(Texte retenu)
<<<<

Je suis moins enthousiaste sur Bergtagna d'Ivar Hallström (né en 1826). Les notices le présente comme le « Verdi suédois », mais je suis frappé au contraire, dans cette histoire des noces du Roi de la Montagne, venu chercher une belle et jeune mortelle déjà fiancée, par la décorrélation entre texte et musique. Le livret n'est pas mauvais, des mystères, des ruptures, énormément de scènes remplies d'êtres merveilleux… et cependant la musique, belle, paraît imperturbable, ne change pas de caractère selon les personnages qui s'expriment, n'accélère pas quand les situation se tendent, etc. De la belle musique un peu extérieure, pour moi.
Par ailleurs, l'interprétation disponible au disque n'est pas tout à fait enthousiasmante : voix un peu limitées, voire vraiment fatiguées (Hillevi Martinpelto, dans son rôle de jeune première, y ressemble à une mezzo en fin de carrière). Il est possible aussi que dans une œuvre peu courue, le Symphonique d'Umeå ne soit pas de même niveau que ses collègues de la capitale.

Pour Hertig Magnus och Sjöjungfrun du même Hallström, seul un air, à nouveau par Rut Jacobson, peu s'écouter – mélancolique et touchant, il donne envie de connaître le reste ! (Et laisse à penser que, mieux servis que dans l'intégrale Sterling qui a l'immense mérite d'exister, Bergtagna et les autres opéras de Hallström mériteraient sans doute leur chance !)

Faute d'une intégrale pour ce compositeur d'opéra important, je vous ai proposé un oratorio de Noël d'Andreas Hallén (né en 1846), mais je ne connais pas son langage dramatique par ailleurs… Simplement pour essayer de proposer un paysage le moins lacunaire que je puis.


E. Le postromantisme suédois

Bien que nous arrivions du côté des générations qui ont bien connu le vingtième siècle (nés à partir des années 1860), le style demeure pour la plupart très romantique, simplement augmenté d'harmonies un peu plus recherchés et d'une construction orchestrale plus souple, suite à l'influence de Wagner.

Je commence par Jean Sibelius (né en 1865), le seul de cette génération, précisément, à échapper à cette dimension (il faut dire qu'il n'est pas Suédois, mais suédophone de Finlande) : son opéra Jungfrun i tornet (La Jeune Fille dans la Tour) est réellement traité comme un immense duo atmosphérique de Tristan, dont les rares parties dramatiques évoquent plutôt les tournures du Vaisseau fantôme. Une atmosphère très symboliste, quelque part entre la simplicité folklorisante (du type Peer Gynt de Grieg) et la transparence mystérieuse qui évoque plutôt Rodrigue et Chimène de Debussy.

Il en existe deux versions (seulement !) : celle de Neeme Järvi est particulièrement bien chantée, par des voix fermes et colorées (dont Hynninen !), tandis que celle du fiston Paavo Järvi, plus internationale de ton et plus ternement captée, profite tout de même d'un soin de coloriste tout particulier du côté du chef – mais pour un opéra où la partie vocale demeure prépondérante, je vous recommande clairement la première.

>>>>

(Tâches à réaliser)
1. Répondez à ces questions d'après le texte sur l'opéra suédois :
(a) En quelle année est né Ivar Hallström ?
(b) Quel est le titre français de l'opéra Jungfrun i tornet ?
(c) Laquelle des deux versions de cet opéra est clairement recommandée ?
2. Recopiez le passage du texte sur l'opéra suédois qui commence par « Je commence par » et se poursuit jusqu'à « Chimène de Debussy. ».
Les données n'ont aucun rôle à jouer ici.

(Enregistrements du jeu de données)

<<<<

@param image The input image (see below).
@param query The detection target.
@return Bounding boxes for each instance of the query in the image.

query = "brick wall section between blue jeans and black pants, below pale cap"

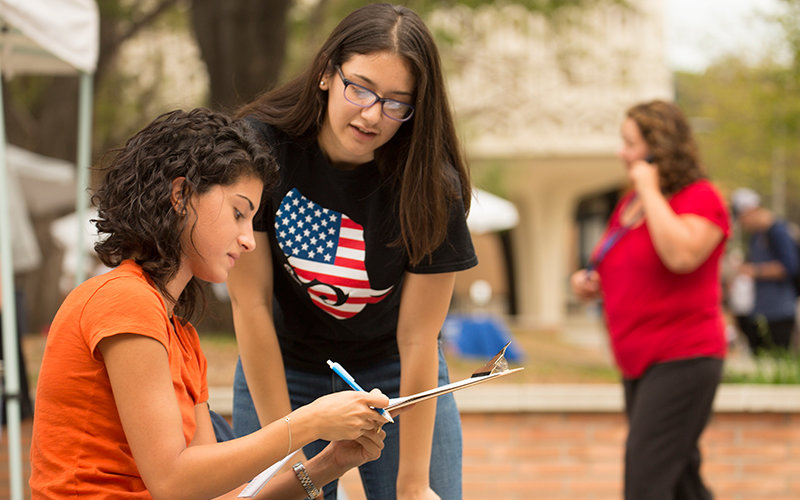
[462,413,625,500]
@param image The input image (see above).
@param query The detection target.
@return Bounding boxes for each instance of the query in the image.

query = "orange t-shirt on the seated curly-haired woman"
[30,261,208,500]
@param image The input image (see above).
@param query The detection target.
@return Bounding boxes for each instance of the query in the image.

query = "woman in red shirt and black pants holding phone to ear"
[571,101,729,500]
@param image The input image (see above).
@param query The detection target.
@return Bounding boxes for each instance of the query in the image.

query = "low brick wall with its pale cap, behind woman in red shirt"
[454,384,800,500]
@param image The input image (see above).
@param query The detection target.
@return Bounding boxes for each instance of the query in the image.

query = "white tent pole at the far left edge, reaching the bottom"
[0,73,22,500]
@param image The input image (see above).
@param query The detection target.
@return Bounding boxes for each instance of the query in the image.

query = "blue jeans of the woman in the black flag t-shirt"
[233,348,462,500]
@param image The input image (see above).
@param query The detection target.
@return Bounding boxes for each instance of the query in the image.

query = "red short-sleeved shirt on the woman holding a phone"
[595,180,730,378]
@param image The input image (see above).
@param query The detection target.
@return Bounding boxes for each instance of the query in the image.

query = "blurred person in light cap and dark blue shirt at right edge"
[731,188,800,354]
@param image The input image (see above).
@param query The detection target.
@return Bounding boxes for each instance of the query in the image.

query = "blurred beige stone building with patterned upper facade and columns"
[432,0,673,328]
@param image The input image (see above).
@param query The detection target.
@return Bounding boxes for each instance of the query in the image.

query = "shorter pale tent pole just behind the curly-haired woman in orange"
[75,71,94,286]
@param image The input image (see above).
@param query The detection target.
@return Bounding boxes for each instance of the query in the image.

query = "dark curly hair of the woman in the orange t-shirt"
[92,108,277,321]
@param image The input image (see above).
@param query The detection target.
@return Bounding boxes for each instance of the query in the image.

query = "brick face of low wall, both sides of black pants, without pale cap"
[462,412,800,500]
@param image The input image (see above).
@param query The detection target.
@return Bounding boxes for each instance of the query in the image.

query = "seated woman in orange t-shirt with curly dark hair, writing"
[30,109,388,499]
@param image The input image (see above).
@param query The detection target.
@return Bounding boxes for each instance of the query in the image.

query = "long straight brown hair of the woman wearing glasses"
[237,3,472,264]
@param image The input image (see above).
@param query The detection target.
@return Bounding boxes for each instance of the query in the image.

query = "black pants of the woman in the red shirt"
[623,358,722,500]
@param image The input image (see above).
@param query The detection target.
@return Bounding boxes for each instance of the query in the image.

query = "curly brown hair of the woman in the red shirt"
[626,100,706,195]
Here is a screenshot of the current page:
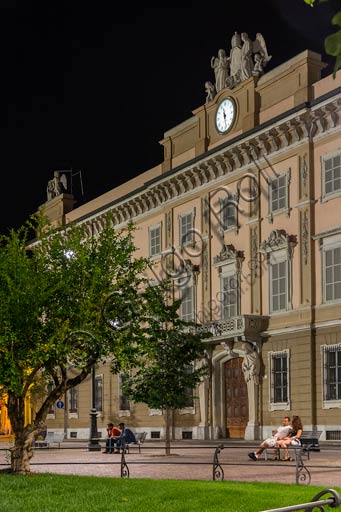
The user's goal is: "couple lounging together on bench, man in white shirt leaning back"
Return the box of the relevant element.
[249,416,303,461]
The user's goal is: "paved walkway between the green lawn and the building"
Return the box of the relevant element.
[0,440,341,488]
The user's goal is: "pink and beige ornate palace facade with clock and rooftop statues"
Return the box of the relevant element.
[41,39,341,440]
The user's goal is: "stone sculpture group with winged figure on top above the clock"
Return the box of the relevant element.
[205,32,272,103]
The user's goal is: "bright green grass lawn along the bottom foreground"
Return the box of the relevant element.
[0,474,334,512]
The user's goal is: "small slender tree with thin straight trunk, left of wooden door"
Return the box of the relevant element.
[121,283,209,454]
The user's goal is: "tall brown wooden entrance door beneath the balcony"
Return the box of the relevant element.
[225,357,249,439]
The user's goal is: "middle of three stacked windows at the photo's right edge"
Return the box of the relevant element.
[324,247,341,302]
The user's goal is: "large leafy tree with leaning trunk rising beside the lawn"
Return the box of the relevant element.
[0,214,150,474]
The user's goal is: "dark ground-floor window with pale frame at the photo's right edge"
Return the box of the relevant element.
[322,345,341,408]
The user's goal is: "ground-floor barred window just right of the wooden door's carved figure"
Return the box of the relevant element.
[269,350,290,410]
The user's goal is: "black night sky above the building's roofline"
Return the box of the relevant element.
[0,0,341,233]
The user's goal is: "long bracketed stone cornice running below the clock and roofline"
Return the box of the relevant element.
[73,90,341,229]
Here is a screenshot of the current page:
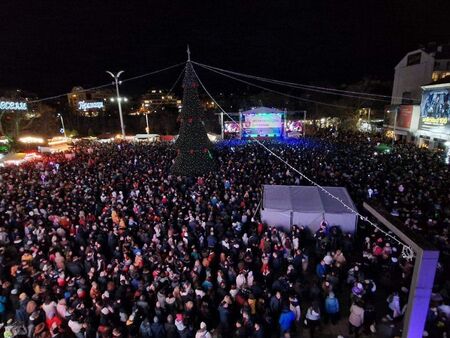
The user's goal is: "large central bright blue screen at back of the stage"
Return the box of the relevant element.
[242,113,284,137]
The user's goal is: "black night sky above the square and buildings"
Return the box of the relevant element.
[0,0,450,96]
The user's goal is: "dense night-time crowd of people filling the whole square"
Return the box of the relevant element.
[0,133,450,338]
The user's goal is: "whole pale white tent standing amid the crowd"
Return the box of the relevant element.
[261,185,358,233]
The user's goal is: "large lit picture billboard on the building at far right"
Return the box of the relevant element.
[420,86,450,134]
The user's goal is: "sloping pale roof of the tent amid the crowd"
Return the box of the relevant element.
[263,185,355,214]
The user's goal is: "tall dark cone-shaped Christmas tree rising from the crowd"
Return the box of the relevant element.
[172,56,214,176]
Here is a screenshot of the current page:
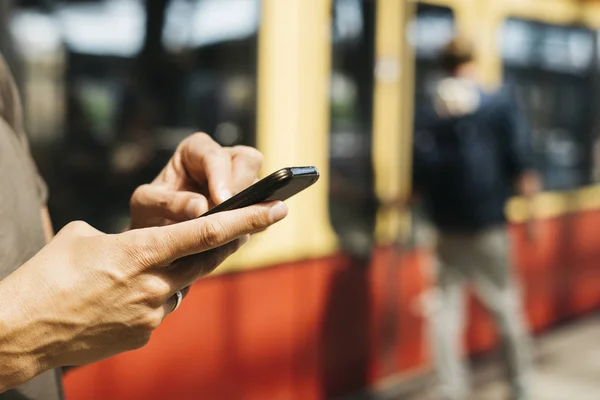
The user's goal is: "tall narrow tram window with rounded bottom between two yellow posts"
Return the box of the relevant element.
[330,0,377,257]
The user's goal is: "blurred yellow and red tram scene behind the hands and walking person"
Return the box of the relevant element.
[5,0,600,399]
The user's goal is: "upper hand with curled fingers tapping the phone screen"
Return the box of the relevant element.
[130,133,262,229]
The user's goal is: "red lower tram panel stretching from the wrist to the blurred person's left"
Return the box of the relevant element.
[65,250,423,399]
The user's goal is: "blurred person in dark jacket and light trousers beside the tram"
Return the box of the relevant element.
[413,37,539,400]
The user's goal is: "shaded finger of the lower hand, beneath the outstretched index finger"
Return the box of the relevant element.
[162,235,250,296]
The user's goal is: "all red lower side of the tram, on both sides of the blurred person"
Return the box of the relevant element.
[65,212,600,400]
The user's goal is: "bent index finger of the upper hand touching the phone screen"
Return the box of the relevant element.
[181,134,232,204]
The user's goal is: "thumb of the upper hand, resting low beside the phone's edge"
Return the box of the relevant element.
[131,185,208,222]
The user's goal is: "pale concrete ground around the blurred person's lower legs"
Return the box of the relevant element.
[351,315,600,400]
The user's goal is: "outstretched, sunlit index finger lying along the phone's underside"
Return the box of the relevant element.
[125,201,288,268]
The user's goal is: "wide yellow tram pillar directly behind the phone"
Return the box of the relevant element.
[221,0,337,270]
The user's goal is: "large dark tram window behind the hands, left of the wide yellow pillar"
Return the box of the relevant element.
[11,0,260,231]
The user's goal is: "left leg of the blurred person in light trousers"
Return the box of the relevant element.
[428,237,469,400]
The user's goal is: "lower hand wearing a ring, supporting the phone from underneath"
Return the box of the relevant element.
[0,202,287,389]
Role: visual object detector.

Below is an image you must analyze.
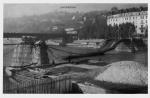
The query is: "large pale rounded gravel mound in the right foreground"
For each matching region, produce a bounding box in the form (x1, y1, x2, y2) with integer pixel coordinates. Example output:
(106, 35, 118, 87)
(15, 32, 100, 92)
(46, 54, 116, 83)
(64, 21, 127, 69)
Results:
(95, 61, 148, 86)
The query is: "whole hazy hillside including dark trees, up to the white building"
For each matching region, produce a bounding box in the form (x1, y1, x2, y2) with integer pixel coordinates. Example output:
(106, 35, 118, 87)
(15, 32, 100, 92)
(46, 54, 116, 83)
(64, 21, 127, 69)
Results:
(4, 11, 107, 39)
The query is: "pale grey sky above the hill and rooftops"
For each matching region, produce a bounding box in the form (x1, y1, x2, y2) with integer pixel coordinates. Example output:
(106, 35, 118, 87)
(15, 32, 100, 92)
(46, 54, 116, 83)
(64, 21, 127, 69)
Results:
(3, 3, 148, 18)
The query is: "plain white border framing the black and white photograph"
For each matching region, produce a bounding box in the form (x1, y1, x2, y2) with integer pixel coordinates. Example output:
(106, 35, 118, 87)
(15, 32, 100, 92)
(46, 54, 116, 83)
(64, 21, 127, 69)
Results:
(0, 0, 150, 98)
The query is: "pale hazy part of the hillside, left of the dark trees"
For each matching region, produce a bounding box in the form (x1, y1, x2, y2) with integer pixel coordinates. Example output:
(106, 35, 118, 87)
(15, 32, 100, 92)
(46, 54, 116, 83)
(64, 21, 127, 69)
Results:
(4, 12, 82, 33)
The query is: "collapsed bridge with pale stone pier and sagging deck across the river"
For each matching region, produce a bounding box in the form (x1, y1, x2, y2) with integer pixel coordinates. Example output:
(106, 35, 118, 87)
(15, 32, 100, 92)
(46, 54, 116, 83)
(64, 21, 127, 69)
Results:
(4, 35, 147, 66)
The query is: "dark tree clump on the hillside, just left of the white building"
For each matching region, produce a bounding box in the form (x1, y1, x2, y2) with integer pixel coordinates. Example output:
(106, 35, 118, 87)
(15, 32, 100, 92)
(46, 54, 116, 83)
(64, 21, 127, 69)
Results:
(79, 12, 107, 39)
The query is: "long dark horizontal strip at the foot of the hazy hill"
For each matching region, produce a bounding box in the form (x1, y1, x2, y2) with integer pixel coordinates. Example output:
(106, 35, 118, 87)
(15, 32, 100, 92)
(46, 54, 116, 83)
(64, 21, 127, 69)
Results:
(3, 30, 78, 44)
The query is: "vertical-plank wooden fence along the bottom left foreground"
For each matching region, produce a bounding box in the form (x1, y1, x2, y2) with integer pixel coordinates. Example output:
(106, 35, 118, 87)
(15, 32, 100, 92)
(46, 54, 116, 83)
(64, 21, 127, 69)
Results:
(3, 76, 72, 94)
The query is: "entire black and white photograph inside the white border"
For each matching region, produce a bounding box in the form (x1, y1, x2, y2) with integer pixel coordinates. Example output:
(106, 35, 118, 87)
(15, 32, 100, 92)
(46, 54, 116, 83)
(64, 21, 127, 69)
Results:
(1, 2, 148, 94)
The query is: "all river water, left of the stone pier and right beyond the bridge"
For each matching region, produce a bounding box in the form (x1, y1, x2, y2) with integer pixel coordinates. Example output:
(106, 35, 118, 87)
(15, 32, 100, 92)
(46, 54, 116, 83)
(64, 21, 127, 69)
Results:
(3, 40, 148, 66)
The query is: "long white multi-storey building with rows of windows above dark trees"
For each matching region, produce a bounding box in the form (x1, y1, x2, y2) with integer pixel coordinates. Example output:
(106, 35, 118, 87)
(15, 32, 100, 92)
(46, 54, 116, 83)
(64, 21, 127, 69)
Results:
(107, 11, 148, 34)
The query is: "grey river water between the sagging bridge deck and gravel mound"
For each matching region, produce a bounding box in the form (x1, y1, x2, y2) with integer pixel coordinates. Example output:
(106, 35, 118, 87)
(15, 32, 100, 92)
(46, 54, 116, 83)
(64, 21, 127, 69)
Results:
(100, 51, 148, 66)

>>>>

(Corrigé des tâches)
1.
(a) En 1826.
(b) La Jeune Fille dans la Tour.
(c) Celle de Neeme Järvi.

2.
Je commence par Jean Sibelius (né en 1865), le seul de cette génération, précisément, à échapper à cette dimension (il faut dire qu'il n'est pas Suédois, mais suédophone de Finlande) : son opéra Jungfrun i tornet (La Jeune Fille dans la Tour) est réellement traité comme un immense duo atmosphérique de Tristan, dont les rares parties dramatiques évoquent plutôt les tournures du Vaisseau fantôme. Une atmosphère très symboliste, quelque part entre la simplicité folklorisante (du type Peer Gynt de Grieg) et la transparence mystérieuse qui évoque plutôt Rodrigue et Chimène de Debussy.